[Point localization data]
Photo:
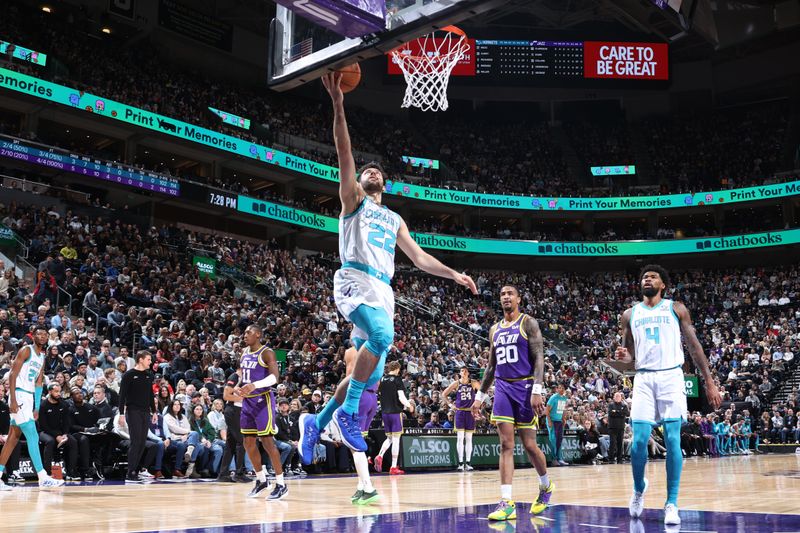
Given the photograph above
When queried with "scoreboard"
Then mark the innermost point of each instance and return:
(534, 62)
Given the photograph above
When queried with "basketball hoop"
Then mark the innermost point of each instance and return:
(428, 73)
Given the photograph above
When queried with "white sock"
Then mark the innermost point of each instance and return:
(395, 450)
(362, 469)
(385, 446)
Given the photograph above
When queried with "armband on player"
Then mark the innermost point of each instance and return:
(37, 398)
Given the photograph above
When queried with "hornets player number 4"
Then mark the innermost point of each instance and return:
(651, 334)
(369, 234)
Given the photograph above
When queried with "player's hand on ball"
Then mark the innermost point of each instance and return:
(622, 354)
(537, 402)
(476, 408)
(713, 395)
(465, 280)
(332, 82)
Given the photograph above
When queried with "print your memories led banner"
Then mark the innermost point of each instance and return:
(109, 108)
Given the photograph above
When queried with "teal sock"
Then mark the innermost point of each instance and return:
(29, 429)
(354, 391)
(641, 434)
(324, 416)
(672, 438)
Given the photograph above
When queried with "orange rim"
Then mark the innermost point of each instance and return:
(451, 29)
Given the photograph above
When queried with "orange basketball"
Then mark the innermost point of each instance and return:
(351, 76)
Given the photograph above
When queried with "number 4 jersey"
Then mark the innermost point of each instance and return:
(657, 336)
(367, 239)
(511, 350)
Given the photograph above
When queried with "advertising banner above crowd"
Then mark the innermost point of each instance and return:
(38, 88)
(455, 243)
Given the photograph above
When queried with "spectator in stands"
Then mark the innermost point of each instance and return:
(209, 440)
(84, 417)
(54, 433)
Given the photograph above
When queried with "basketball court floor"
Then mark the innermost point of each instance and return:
(749, 494)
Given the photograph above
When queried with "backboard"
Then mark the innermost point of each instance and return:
(302, 50)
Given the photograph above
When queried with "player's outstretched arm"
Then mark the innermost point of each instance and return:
(449, 390)
(696, 351)
(425, 261)
(348, 187)
(536, 351)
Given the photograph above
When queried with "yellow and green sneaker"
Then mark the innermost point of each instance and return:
(543, 501)
(369, 497)
(506, 510)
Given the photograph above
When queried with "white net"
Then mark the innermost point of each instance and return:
(427, 70)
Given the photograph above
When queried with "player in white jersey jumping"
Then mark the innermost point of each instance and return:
(25, 395)
(368, 233)
(651, 337)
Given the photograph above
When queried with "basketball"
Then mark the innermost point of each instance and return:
(351, 76)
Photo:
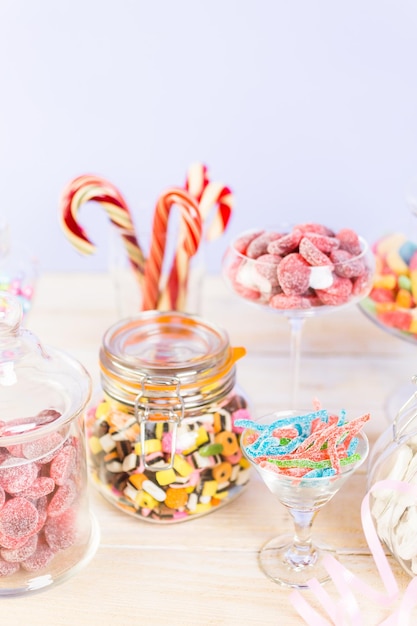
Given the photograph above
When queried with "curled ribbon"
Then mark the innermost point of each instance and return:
(346, 611)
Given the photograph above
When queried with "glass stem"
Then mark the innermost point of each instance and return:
(296, 325)
(302, 552)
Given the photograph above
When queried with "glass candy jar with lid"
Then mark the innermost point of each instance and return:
(393, 465)
(46, 530)
(162, 441)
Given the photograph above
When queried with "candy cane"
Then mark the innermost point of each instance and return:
(210, 194)
(190, 235)
(83, 189)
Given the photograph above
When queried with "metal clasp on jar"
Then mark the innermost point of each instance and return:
(153, 411)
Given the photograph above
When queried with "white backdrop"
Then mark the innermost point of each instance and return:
(307, 109)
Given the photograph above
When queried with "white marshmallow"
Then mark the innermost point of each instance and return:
(321, 277)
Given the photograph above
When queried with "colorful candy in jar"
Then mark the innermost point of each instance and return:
(393, 298)
(163, 443)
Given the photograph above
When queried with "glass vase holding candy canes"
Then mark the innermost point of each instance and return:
(299, 272)
(304, 459)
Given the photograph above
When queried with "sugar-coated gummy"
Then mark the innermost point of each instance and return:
(19, 518)
(319, 248)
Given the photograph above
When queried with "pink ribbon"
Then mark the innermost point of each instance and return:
(346, 611)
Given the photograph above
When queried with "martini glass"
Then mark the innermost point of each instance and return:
(294, 559)
(328, 287)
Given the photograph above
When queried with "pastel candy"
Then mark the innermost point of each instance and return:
(396, 263)
(407, 250)
(298, 264)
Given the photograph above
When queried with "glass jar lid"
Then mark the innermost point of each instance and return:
(154, 348)
(40, 387)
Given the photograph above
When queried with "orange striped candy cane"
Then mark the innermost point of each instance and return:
(209, 195)
(86, 188)
(189, 240)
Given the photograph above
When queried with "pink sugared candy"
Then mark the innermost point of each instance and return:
(15, 478)
(309, 266)
(18, 518)
(61, 531)
(294, 274)
(63, 464)
(39, 559)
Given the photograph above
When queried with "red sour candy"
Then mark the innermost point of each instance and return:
(18, 518)
(312, 227)
(339, 293)
(346, 265)
(294, 274)
(312, 254)
(16, 478)
(62, 499)
(7, 569)
(267, 265)
(349, 241)
(63, 464)
(61, 531)
(286, 243)
(325, 243)
(42, 556)
(23, 552)
(259, 245)
(41, 486)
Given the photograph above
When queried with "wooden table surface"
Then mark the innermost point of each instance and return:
(204, 571)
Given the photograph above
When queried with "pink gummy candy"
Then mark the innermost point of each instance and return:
(346, 265)
(16, 478)
(325, 243)
(267, 265)
(312, 254)
(18, 518)
(41, 486)
(285, 244)
(312, 227)
(40, 559)
(259, 245)
(61, 531)
(338, 293)
(294, 274)
(62, 499)
(349, 241)
(22, 553)
(7, 569)
(62, 464)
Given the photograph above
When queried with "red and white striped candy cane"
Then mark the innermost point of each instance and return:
(209, 195)
(189, 240)
(86, 188)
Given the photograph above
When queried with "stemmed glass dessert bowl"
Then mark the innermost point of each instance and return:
(294, 559)
(299, 272)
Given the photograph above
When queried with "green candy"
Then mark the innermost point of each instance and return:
(211, 449)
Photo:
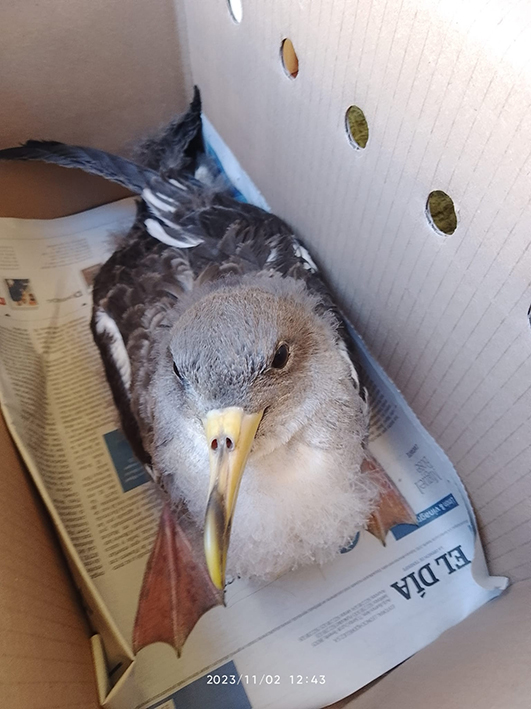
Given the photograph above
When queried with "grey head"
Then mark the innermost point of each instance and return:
(250, 366)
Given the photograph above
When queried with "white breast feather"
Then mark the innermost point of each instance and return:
(295, 506)
(106, 325)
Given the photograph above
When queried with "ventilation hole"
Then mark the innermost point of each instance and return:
(440, 212)
(356, 127)
(236, 10)
(290, 60)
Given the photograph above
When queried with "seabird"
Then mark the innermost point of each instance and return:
(234, 376)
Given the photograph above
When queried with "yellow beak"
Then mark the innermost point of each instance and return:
(230, 433)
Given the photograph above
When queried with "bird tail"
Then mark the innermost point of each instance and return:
(170, 167)
(178, 146)
(175, 148)
(98, 162)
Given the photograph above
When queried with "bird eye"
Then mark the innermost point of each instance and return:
(281, 357)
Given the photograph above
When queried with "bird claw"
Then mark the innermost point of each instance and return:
(392, 506)
(176, 590)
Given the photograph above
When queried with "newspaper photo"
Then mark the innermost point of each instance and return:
(305, 640)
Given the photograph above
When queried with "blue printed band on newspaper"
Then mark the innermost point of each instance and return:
(426, 516)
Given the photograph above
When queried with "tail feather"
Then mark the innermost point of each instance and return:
(178, 146)
(98, 162)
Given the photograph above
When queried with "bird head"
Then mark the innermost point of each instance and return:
(250, 361)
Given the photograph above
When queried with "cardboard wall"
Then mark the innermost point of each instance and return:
(100, 73)
(445, 88)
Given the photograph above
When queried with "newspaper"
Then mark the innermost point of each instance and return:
(306, 640)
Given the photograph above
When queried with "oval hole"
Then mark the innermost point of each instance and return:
(356, 127)
(290, 60)
(236, 10)
(440, 212)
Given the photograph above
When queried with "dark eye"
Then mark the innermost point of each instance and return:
(281, 357)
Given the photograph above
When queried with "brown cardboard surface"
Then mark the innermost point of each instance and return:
(445, 90)
(45, 658)
(92, 73)
(40, 191)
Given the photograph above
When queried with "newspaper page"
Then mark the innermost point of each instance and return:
(303, 641)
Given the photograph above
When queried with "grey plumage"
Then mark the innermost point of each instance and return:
(188, 315)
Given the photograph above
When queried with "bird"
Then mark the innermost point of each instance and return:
(235, 377)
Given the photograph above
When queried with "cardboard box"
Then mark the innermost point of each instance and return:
(444, 88)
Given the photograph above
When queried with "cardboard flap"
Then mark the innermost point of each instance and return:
(44, 648)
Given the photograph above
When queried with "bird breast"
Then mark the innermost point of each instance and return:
(297, 505)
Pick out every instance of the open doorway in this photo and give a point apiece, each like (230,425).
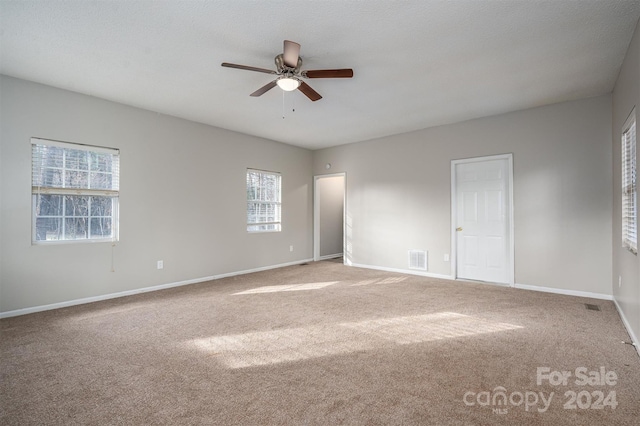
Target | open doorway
(328,218)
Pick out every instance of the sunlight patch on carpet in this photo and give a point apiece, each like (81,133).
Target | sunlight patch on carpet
(288,287)
(296,344)
(389,280)
(425,328)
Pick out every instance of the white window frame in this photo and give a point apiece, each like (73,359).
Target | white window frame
(40,187)
(262,199)
(629,185)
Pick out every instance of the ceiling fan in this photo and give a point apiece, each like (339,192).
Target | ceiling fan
(290,76)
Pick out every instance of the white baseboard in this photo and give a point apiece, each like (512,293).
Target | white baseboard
(565,291)
(402,271)
(634,339)
(41,308)
(330,256)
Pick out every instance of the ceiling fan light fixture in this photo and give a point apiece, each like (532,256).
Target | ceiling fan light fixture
(288,84)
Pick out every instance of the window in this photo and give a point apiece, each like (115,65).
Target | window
(263,201)
(629,187)
(74,191)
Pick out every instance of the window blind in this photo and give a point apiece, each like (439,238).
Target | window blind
(75,191)
(264,208)
(629,186)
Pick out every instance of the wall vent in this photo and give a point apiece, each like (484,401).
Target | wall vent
(418,259)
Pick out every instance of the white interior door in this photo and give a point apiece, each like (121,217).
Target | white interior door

◆ Exercise instructions: Copy each line above holding "jersey".

◆ Task result:
When queried with "number 4 jersey"
When queried with "player in white jersey jumping"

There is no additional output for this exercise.